What to do:
1. In the IRA passage, what kind of dollars does a Roth IRA use?
2. List every age mentioned in the IRA passage.
3. Continue the IRA passage from its last sentence.

Selected text:
There are two types of IRAs. Traditional IRAs allow you to invest as much as $6,000 per year ($7,000 for people who are 70 or older). You only pay taxes on your investment when you get a withdrawal from your account. Your contributions are tax-deductible as long as you meet certain income level requirements.

There is also a Roth IRA. This investment uses post-tax dollars, so there is no tax deduction available. Your contributions simply grow tax-free, and you do not have to pay taxes on any withdrawals you take from your Roth IRA account as long as you meet certain requirements.

It’s easy to set up an IRA online. We’ve collected the best online IRAs here. Read below to see why you’ll want one, if you don’t have one already.

When you choose a Roth IRA, you set yourself up to enjoy a variety of different benefits. Let’s go over each one in turn.

Higher Contributions

Roth IRAs let you contribute $7,000 per year when you are 50 or older – that could mean 20 years of an extra $1,000 in contributions if you choose a Roth IRA over a traditional one.

Easier Withdrawals

The money you invest in a Roth IRA is yours. While it will grow over time, you can always deduct your original investment amounts without penalty. You can access your earnings as soon as you reach 59 and six months. In either case, you won’t have to pay federal taxes on your withdrawals.

Data supplied:
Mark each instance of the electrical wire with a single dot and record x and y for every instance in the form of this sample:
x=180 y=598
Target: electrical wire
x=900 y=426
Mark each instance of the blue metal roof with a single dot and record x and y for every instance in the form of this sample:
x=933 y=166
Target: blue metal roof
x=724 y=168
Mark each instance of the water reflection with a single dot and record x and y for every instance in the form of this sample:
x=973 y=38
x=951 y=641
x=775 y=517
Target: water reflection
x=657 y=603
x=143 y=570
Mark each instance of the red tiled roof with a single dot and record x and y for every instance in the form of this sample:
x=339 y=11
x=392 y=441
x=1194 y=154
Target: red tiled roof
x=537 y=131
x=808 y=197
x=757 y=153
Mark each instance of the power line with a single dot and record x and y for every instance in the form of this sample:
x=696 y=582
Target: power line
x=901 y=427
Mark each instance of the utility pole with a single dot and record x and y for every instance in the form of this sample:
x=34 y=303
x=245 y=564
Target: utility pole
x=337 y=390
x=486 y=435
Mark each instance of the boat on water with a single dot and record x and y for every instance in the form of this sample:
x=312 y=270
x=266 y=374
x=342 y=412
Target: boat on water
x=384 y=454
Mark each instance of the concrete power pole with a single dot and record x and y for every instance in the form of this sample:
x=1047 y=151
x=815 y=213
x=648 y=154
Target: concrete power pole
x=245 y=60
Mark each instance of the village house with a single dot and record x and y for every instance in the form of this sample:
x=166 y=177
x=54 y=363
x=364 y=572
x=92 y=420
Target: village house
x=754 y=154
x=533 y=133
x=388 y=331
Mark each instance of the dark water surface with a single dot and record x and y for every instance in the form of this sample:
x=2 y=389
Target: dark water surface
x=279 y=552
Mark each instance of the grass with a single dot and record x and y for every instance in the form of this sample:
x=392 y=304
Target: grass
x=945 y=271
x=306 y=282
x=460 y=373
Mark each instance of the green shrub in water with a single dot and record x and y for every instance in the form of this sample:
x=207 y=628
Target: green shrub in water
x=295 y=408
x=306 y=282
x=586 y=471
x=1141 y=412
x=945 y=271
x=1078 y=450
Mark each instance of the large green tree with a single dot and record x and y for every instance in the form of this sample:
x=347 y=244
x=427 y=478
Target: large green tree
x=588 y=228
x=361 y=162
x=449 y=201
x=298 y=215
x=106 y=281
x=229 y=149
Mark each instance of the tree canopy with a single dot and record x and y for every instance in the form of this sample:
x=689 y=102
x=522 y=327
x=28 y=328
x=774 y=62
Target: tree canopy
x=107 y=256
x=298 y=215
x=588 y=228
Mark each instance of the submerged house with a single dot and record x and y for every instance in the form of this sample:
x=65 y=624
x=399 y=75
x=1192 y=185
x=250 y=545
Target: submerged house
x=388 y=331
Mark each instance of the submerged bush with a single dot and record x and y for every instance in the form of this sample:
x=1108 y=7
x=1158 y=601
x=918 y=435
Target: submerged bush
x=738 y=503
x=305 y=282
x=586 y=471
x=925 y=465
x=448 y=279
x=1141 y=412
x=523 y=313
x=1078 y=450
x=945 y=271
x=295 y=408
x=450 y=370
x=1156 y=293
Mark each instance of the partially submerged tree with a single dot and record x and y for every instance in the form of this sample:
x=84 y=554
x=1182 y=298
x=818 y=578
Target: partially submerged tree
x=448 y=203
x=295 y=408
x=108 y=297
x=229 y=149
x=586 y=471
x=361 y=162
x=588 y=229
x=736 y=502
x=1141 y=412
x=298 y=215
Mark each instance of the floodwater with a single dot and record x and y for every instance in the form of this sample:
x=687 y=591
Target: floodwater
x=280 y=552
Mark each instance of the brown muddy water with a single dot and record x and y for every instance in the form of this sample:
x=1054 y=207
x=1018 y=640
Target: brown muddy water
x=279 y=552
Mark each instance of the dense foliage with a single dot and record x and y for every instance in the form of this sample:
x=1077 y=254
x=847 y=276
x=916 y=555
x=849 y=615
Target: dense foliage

Answers to the problems:
1. A Roth IRA uses post-tax dollars.

2. 70, 50, 59 and six months

3.
Special Circumstances

You can access your Roth IRA earnings to pay for health insurance premiums if you are unemployed, purchase a home (first-time buyers only), pay certain medical expenses, and more.

No Required Distributions

When you invest in certain retirement accounts, like a 401(k) or a traditional IRA, you will be required to start taking distributions when you reach age 70 and six months. You do NOT have that limitation with a Roth IRA. For some people, this can mean important estate planning benefits.

The Roth IRA is one of the most popular options for retirement savings, but it is not for everyone. There is a matter of adjusted gross income or AGI. For 2019, single taxpayers have to make less than $122,000 per year to contribute the max possible while married taxpayers are capped at $193,000. If your earnings are close to those figures, you may be eligible for reduced contribution.